# What is required
Which lines in the records below contain the word "round"? Find each one and copy it out in full.

(Excerpts from segmentation records)
= = =

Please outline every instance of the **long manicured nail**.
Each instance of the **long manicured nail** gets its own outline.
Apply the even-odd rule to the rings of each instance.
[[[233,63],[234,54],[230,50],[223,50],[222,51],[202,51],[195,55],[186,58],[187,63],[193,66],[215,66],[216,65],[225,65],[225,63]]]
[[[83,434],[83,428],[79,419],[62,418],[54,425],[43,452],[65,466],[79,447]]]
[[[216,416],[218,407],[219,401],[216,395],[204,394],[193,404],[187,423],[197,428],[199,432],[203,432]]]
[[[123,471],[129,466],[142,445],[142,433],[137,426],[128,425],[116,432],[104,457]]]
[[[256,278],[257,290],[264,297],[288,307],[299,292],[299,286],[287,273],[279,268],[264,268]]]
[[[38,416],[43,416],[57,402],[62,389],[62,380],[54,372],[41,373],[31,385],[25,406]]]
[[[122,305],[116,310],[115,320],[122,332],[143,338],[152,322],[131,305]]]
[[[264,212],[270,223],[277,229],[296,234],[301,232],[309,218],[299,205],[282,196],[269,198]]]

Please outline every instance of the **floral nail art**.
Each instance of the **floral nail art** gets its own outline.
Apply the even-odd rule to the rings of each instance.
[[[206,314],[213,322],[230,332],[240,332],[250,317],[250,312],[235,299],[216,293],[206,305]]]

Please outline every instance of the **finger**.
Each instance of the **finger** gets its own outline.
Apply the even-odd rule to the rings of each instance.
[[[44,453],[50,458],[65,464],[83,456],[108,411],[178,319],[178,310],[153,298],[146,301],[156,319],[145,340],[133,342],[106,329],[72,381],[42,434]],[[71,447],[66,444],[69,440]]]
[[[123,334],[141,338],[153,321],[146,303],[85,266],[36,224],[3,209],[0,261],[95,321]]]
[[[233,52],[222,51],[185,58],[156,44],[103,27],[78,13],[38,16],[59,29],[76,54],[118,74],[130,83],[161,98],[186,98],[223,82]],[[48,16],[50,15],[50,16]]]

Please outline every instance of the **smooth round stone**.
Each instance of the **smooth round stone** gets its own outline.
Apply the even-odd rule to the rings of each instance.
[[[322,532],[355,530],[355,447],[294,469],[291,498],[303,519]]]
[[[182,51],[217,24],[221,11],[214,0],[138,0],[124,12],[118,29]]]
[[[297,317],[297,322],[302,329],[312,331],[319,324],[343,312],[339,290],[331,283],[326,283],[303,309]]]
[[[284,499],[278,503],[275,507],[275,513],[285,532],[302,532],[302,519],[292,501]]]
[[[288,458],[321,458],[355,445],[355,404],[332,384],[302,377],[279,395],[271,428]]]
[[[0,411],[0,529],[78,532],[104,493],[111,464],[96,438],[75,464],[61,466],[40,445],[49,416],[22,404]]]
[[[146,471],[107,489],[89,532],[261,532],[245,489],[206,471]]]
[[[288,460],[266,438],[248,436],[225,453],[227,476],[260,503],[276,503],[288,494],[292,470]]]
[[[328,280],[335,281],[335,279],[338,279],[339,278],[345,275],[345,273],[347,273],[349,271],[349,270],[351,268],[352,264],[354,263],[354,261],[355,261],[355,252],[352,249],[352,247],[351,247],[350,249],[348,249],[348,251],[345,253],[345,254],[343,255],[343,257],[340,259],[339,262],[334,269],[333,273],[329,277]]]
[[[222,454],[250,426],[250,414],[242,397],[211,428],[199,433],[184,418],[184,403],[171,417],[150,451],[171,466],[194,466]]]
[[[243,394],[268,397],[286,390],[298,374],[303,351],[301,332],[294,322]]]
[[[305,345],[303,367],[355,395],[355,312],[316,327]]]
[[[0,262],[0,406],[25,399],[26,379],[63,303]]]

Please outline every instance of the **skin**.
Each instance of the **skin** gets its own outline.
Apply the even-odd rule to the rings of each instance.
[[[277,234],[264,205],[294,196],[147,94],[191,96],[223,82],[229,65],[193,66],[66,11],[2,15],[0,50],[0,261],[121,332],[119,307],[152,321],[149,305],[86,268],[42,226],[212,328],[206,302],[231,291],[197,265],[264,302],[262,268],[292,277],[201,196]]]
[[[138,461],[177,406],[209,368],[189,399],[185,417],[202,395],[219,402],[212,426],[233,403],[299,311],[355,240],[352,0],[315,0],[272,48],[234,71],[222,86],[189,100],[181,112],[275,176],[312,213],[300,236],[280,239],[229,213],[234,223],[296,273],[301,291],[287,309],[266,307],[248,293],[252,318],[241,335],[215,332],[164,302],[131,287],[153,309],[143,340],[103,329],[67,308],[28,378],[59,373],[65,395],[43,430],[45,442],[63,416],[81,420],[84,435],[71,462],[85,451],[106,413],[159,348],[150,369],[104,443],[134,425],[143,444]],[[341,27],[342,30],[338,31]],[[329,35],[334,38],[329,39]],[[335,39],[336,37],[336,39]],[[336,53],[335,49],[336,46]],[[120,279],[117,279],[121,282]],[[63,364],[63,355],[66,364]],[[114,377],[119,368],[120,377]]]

= = =

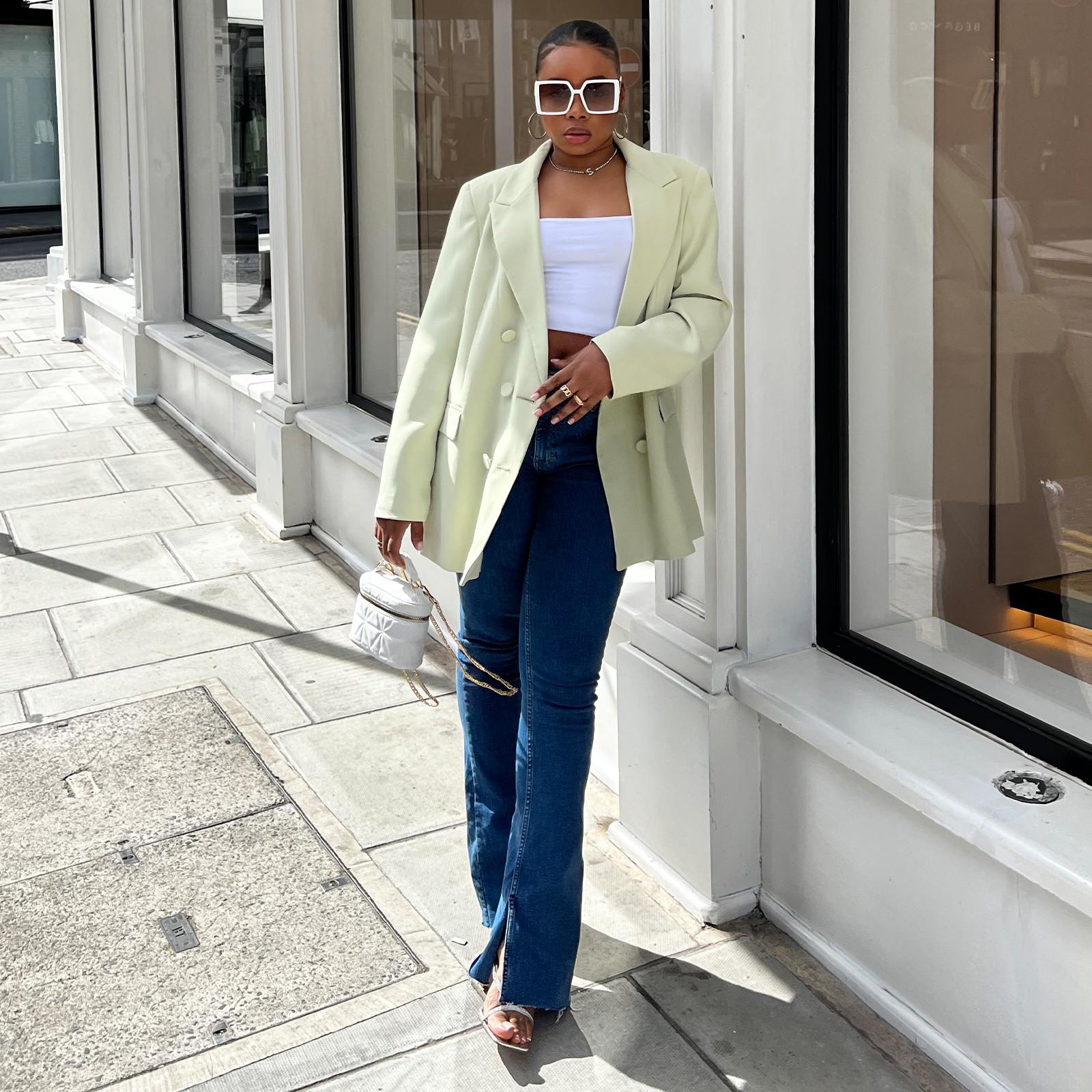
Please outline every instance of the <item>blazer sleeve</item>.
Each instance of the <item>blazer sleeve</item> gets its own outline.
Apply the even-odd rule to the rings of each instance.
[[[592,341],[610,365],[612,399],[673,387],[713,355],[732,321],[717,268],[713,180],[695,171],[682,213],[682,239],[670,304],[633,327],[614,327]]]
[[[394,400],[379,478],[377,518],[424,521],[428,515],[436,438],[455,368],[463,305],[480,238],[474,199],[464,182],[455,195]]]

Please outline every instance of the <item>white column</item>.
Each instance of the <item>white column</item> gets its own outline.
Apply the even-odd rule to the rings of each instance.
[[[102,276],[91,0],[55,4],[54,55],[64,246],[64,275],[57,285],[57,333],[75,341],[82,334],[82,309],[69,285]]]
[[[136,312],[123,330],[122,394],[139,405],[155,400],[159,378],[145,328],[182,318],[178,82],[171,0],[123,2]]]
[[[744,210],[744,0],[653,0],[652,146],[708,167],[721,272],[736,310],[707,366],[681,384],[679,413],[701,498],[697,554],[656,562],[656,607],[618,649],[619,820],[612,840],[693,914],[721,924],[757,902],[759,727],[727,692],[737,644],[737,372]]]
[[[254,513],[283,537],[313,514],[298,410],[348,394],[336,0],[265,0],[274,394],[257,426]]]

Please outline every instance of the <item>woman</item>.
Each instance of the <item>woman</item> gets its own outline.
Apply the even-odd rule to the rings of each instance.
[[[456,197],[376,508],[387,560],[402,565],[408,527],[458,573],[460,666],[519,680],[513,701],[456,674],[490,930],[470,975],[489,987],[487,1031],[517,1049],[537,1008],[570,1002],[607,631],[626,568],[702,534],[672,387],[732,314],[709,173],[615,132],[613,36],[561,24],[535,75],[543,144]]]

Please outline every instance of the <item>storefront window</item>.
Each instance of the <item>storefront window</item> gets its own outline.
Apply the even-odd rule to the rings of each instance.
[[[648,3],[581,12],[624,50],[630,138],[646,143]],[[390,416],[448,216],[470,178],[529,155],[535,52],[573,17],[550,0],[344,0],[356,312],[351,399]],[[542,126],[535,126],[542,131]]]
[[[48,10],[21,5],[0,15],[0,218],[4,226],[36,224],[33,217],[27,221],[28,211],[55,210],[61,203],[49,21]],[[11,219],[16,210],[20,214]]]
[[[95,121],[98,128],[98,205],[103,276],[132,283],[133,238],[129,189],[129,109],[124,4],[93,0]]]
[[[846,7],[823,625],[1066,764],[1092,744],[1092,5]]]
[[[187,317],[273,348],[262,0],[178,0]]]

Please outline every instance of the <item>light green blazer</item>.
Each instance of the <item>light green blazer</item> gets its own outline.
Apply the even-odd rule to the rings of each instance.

= = =

# Exercise result
Please outline every instance of the **smooth round stone**.
Each instance of the **smooth round stone** gets its own outline.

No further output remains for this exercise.